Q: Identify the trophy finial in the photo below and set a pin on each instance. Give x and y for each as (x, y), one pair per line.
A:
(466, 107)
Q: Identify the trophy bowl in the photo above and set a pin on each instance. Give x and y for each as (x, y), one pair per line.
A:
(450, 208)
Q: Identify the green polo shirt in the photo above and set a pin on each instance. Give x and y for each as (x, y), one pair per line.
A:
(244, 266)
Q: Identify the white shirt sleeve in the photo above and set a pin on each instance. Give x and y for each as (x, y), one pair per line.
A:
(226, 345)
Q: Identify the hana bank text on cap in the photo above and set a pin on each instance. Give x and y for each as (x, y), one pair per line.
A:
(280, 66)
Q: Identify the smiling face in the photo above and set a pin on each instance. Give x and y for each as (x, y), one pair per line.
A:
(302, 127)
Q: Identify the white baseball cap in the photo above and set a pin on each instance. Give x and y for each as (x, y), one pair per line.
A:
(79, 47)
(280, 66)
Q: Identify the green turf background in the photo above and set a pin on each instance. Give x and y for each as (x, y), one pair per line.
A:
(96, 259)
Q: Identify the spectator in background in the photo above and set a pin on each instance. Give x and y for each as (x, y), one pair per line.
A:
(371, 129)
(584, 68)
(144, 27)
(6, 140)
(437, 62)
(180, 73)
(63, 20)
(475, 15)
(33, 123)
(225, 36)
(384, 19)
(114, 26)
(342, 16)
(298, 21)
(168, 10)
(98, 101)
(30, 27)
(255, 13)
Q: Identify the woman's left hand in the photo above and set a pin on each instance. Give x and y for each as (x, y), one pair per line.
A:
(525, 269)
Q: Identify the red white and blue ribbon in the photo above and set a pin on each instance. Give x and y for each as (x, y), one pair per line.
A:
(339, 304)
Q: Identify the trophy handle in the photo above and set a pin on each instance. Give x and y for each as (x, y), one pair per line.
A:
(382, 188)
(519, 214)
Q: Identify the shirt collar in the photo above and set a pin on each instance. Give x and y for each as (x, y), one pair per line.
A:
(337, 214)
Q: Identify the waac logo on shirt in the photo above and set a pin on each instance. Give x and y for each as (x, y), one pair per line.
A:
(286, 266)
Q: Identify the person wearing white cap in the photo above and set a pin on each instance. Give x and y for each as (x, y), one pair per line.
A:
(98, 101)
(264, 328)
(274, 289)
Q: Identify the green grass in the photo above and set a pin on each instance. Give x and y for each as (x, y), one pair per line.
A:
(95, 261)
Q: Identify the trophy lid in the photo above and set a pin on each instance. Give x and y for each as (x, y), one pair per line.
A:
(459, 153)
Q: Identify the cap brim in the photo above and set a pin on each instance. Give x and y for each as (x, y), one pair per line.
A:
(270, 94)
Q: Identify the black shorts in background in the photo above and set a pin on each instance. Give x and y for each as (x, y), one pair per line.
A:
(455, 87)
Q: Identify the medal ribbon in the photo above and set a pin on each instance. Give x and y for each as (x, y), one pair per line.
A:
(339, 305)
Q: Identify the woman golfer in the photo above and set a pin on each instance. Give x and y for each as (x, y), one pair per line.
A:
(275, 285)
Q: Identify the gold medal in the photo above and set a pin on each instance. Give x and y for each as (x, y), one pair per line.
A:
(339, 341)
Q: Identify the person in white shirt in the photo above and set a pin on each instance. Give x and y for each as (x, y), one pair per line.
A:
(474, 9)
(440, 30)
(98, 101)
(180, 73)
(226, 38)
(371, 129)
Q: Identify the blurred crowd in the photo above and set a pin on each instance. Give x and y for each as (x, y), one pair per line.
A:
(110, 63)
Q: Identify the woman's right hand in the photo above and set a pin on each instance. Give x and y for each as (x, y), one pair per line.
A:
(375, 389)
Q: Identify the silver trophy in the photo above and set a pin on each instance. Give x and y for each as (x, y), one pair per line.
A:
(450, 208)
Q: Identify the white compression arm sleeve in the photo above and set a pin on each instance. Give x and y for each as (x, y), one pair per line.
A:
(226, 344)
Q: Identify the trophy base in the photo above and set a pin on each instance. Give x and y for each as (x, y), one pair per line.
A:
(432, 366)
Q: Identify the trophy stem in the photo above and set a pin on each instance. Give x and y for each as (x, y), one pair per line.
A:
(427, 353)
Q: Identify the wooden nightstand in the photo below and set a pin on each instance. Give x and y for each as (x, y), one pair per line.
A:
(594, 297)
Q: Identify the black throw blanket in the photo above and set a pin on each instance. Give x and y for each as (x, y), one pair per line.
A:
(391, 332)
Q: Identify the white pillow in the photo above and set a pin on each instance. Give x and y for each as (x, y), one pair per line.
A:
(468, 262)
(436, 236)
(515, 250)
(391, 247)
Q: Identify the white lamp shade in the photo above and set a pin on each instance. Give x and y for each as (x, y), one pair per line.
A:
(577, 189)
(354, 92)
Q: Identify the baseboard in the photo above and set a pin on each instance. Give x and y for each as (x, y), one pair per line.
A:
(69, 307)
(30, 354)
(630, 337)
....................
Lines from the top of the data above through the line containing "Q: Identify the smiling" must be repeated exactly. All other lines stay out.

Response to this exercise
Q: Identify the trophy finial in the photo below and set a pin on each instance. Give x and y for each as (x, y), one pair per line.
A:
(466, 107)
Q: Identify the trophy bowl in the photo above and set a pin on each instance. Give x and y for each as (x, y), one pair per line.
A:
(450, 208)
Q: Identify the green polo shirt in the photo above and set a pin on each instance. Give x and y for each as (x, y), one pair per line.
A:
(244, 266)
Q: Identify the white shirt sleeve in the photo above and set a pin on each instance. Give x and y for each as (x, y), one pair per line.
A:
(226, 345)
Q: Identify the hana bank text on cap in the photo above and set a pin on each instance. Give x and y for each as (x, y), one pair per line.
A:
(280, 66)
Q: Identify the smiling face in the photo above and set a pin on each instance. Give x and y for each as (x, y), one pair per line.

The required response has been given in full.